**WHAT TO DO:** What follows is a block of records; reproduce all of it verbatim.

**WORKING DATA:**
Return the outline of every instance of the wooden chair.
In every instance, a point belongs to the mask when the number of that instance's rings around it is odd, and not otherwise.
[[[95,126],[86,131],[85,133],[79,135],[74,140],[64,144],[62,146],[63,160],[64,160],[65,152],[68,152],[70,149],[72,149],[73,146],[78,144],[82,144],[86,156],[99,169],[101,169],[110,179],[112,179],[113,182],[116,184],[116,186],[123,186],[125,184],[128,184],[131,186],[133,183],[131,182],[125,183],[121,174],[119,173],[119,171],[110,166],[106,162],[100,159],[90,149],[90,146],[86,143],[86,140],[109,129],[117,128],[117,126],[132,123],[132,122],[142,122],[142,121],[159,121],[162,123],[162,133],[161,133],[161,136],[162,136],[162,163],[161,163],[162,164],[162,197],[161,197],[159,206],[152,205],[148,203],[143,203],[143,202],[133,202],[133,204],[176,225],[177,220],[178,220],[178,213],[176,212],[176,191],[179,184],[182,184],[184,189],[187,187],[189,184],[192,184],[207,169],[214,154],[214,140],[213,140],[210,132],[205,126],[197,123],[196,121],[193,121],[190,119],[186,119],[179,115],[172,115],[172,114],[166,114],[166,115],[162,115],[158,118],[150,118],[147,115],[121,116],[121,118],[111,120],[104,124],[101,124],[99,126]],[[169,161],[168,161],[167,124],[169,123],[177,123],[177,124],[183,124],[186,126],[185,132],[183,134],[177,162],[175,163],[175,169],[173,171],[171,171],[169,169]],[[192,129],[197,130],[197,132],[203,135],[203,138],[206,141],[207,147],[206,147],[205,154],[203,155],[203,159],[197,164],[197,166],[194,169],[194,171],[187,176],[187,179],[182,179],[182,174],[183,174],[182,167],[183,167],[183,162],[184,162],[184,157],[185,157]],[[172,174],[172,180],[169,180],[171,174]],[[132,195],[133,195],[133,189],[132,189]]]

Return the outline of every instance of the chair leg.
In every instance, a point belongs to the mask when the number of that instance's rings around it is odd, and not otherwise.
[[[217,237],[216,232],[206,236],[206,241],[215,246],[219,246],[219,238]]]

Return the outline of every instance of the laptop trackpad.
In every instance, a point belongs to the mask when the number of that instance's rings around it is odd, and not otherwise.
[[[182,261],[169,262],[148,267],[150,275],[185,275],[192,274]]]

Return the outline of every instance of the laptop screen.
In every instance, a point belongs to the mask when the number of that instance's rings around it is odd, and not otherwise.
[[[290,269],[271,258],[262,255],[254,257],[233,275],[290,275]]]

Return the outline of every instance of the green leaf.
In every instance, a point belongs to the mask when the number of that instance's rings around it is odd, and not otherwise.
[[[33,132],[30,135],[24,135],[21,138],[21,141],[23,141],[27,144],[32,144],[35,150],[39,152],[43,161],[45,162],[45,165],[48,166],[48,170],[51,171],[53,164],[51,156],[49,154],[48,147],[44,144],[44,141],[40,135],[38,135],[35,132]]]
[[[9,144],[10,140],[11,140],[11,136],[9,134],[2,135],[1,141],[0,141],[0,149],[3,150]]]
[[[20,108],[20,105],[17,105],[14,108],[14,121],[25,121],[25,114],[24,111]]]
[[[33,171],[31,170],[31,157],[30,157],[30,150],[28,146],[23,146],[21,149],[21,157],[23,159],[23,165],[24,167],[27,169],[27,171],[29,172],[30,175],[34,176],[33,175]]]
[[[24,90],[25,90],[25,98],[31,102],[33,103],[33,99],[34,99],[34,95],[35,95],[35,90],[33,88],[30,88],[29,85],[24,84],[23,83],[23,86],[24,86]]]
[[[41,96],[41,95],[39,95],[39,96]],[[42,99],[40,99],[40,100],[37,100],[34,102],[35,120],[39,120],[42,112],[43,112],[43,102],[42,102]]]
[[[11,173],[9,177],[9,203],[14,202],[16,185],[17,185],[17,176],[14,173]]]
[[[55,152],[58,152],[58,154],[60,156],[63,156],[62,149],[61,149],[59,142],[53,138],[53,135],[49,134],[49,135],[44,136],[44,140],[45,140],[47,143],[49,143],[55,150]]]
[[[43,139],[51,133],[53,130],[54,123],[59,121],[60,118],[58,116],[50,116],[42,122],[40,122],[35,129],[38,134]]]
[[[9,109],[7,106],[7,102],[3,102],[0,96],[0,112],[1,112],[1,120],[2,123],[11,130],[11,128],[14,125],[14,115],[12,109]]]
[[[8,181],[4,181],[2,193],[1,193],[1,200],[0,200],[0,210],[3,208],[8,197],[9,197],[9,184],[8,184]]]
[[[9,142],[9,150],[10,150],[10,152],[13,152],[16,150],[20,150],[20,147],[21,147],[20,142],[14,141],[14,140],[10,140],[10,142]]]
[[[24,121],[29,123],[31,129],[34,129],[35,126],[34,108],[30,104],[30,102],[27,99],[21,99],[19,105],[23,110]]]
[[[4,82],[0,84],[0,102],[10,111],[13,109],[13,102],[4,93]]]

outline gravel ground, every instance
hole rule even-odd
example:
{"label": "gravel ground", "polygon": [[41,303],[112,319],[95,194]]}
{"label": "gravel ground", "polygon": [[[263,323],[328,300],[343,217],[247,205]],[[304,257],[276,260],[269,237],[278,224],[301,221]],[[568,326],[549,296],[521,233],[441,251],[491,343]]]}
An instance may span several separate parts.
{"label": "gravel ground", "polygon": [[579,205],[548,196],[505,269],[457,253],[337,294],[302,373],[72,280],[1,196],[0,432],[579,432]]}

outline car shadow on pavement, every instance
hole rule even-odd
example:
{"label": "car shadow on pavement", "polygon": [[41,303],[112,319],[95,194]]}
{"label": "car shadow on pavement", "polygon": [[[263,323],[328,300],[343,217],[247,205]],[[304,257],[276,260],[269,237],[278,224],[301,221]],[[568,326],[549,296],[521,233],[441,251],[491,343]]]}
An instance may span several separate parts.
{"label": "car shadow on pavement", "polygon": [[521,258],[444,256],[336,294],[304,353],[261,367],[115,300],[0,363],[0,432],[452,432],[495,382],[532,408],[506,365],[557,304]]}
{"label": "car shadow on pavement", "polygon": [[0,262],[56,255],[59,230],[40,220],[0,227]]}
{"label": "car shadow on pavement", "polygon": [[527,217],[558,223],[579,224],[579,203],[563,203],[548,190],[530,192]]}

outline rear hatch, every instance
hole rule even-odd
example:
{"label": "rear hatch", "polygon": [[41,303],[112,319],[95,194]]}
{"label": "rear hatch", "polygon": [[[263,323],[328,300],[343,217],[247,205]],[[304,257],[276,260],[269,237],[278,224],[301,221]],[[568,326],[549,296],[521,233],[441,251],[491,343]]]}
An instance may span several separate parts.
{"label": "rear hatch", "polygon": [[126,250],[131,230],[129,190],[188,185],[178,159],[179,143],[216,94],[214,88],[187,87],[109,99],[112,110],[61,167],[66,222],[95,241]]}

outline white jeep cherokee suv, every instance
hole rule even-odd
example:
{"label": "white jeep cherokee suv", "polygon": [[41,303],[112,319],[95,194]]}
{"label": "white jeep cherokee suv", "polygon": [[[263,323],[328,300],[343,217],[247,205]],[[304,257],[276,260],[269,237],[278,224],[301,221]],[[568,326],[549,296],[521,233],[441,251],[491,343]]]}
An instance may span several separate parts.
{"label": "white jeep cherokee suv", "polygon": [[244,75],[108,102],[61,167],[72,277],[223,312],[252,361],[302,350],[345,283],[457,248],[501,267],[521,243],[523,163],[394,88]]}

**EXERCISE RESULT:**
Return the outline of every instance of the wooden chair.
In every instance, a point belongs to the mask when the number of that instance's rings around it is odd, and not otherwise.
[[[95,126],[86,131],[85,133],[79,135],[74,140],[64,144],[62,146],[63,160],[64,160],[65,152],[68,152],[70,149],[72,149],[73,146],[78,144],[82,144],[86,156],[99,169],[101,169],[110,179],[112,179],[113,182],[116,184],[116,186],[123,186],[125,184],[128,184],[131,186],[133,183],[131,182],[125,183],[121,174],[119,173],[119,171],[110,166],[106,162],[100,159],[90,149],[90,146],[86,143],[86,140],[109,129],[117,128],[117,126],[132,123],[132,122],[142,122],[142,121],[159,121],[162,123],[162,133],[161,133],[161,136],[162,136],[162,163],[161,163],[162,164],[162,197],[161,197],[159,206],[152,205],[148,203],[143,203],[143,202],[133,202],[133,204],[176,225],[177,220],[178,220],[178,213],[176,212],[176,191],[179,184],[182,184],[184,189],[187,187],[189,184],[192,184],[207,169],[214,154],[214,140],[213,140],[210,132],[205,126],[197,123],[196,121],[193,121],[190,119],[186,119],[179,115],[172,115],[172,114],[166,114],[166,115],[162,115],[158,118],[150,118],[147,115],[121,116],[121,118],[111,120],[104,124],[101,124],[99,126]],[[169,161],[168,161],[167,124],[169,123],[177,123],[177,124],[183,124],[186,126],[185,132],[183,134],[177,162],[175,163],[175,169],[173,171],[171,171],[169,169]],[[192,129],[197,130],[197,132],[203,135],[203,138],[206,141],[207,147],[206,147],[205,154],[203,155],[203,159],[197,164],[197,166],[194,169],[194,171],[187,176],[187,179],[182,179],[182,174],[183,174],[182,167],[183,167],[183,162],[184,162],[184,157],[185,157]],[[172,174],[172,180],[169,180],[171,174]],[[132,195],[133,195],[133,189],[132,189]]]

Return the outline of every instance of the chair leg.
In every instance, a point belongs to the mask when the number of that instance's rings around it is odd, and not otherwise.
[[[217,237],[216,232],[206,236],[206,241],[215,246],[219,246],[219,238]]]

Return the outline of every instance of the laptop trackpad.
In every instance, a point belongs to the mask when the number of that instance's rings around it is odd, and not otherwise.
[[[182,261],[169,262],[148,267],[150,275],[185,275],[192,274]]]

Return the outline of every instance of the laptop screen.
In every instance, a point belongs to the mask when the number of that instance's rings around it is odd, and not otherwise.
[[[290,269],[271,258],[262,255],[254,257],[233,275],[290,275]]]

Return the outline of every instance of the green leaf.
In every instance, a point belongs to the mask when the number of that instance's rings around it is odd, and not otherwise.
[[[33,132],[30,135],[24,135],[21,138],[21,141],[23,141],[27,144],[32,144],[35,150],[39,152],[43,161],[45,162],[45,165],[48,166],[48,170],[51,171],[53,164],[51,156],[49,154],[48,147],[44,144],[44,141],[40,135],[38,135],[35,132]]]
[[[9,144],[10,140],[11,140],[11,136],[9,134],[2,135],[1,141],[0,141],[0,149],[3,150]]]
[[[20,108],[20,105],[17,105],[14,108],[14,121],[25,121],[25,114],[24,111]]]
[[[33,171],[31,170],[31,157],[30,157],[30,150],[28,146],[23,146],[21,149],[21,157],[23,159],[23,165],[24,167],[27,169],[27,171],[29,172],[30,175],[34,176],[33,175]]]
[[[24,90],[25,90],[25,98],[31,102],[33,103],[33,99],[34,99],[34,95],[35,95],[35,90],[33,88],[30,88],[29,85],[24,84],[23,83],[23,86],[24,86]]]
[[[41,96],[41,95],[39,95],[39,96]],[[42,99],[40,99],[40,100],[37,100],[34,102],[35,120],[39,120],[42,112],[43,112],[43,102],[42,102]]]
[[[11,173],[9,177],[9,203],[14,202],[16,185],[17,185],[17,176],[14,173]]]
[[[55,152],[58,152],[58,154],[60,156],[63,156],[62,149],[61,149],[59,142],[53,138],[53,135],[49,134],[49,135],[44,136],[44,140],[45,140],[47,143],[49,143],[55,150]]]
[[[43,139],[51,133],[53,130],[54,123],[59,121],[60,118],[58,116],[50,116],[42,122],[40,122],[35,129],[38,134]]]
[[[9,109],[7,106],[7,102],[3,102],[0,96],[0,112],[1,112],[1,120],[2,123],[11,130],[11,128],[14,125],[14,115],[12,109]]]
[[[8,181],[4,181],[2,193],[1,193],[1,200],[0,200],[0,210],[3,208],[8,197],[9,197],[9,184],[8,184]]]
[[[9,142],[9,150],[10,150],[10,152],[13,152],[16,150],[20,150],[20,147],[21,147],[20,142],[14,141],[14,140],[10,140],[10,142]]]
[[[24,121],[29,123],[31,129],[34,129],[35,126],[34,108],[30,104],[30,102],[27,99],[21,99],[19,105],[23,110]]]
[[[4,82],[0,84],[0,102],[10,111],[13,109],[13,102],[4,93]]]

outline gravel ground, every instance
hole rule even-odd
example:
{"label": "gravel ground", "polygon": [[41,303],[112,319],[95,194]]}
{"label": "gravel ground", "polygon": [[[263,323],[328,300],[343,217],[247,205]],[[304,257],[276,260],[269,237],[278,224],[301,221]],[[568,326],[549,296],[521,233],[441,251],[491,343]]]}
An instance may span several separate parts.
{"label": "gravel ground", "polygon": [[579,205],[548,196],[505,269],[457,253],[337,294],[302,373],[72,280],[1,196],[0,432],[579,432]]}

outline car shadow on pavement, every instance
hole rule even-odd
example:
{"label": "car shadow on pavement", "polygon": [[41,303],[112,319],[95,194]]}
{"label": "car shadow on pavement", "polygon": [[[263,323],[328,300],[343,217],[247,205]],[[304,257],[276,260],[269,237],[278,224],[301,221]],[[568,326],[549,296],[521,233],[441,251],[491,343]]]}
An instance may span several separate parts.
{"label": "car shadow on pavement", "polygon": [[521,258],[444,256],[336,294],[304,353],[261,367],[115,300],[0,363],[0,432],[452,432],[495,382],[532,408],[506,365],[557,304]]}
{"label": "car shadow on pavement", "polygon": [[0,262],[56,255],[59,230],[40,220],[0,227]]}
{"label": "car shadow on pavement", "polygon": [[527,217],[558,223],[579,224],[579,203],[563,203],[548,190],[530,192]]}

outline rear hatch, every instance
hole rule even-odd
example:
{"label": "rear hatch", "polygon": [[41,303],[112,319],[95,194]]}
{"label": "rear hatch", "polygon": [[[263,323],[328,300],[343,217],[247,205]],[[304,257],[276,260],[269,237],[278,224],[301,221]],[[568,326],[549,296],[521,233],[441,251],[491,343]]]}
An instance may span several separate parts.
{"label": "rear hatch", "polygon": [[126,250],[131,230],[129,190],[188,185],[178,159],[179,143],[216,94],[214,88],[187,87],[109,99],[112,110],[61,167],[66,222],[95,241]]}

outline white jeep cherokee suv, every instance
hole rule even-odd
example:
{"label": "white jeep cherokee suv", "polygon": [[41,303],[112,319],[95,194]]}
{"label": "white jeep cherokee suv", "polygon": [[[263,323],[328,300],[343,217],[247,205]],[[304,257],[276,260],[269,237],[278,224],[301,221]],[[568,326],[549,296],[521,233],[441,251],[491,343]]]}
An instance may span several separate parts.
{"label": "white jeep cherokee suv", "polygon": [[244,75],[108,102],[61,167],[72,277],[223,312],[252,361],[302,350],[345,283],[457,248],[501,267],[521,243],[523,163],[394,88]]}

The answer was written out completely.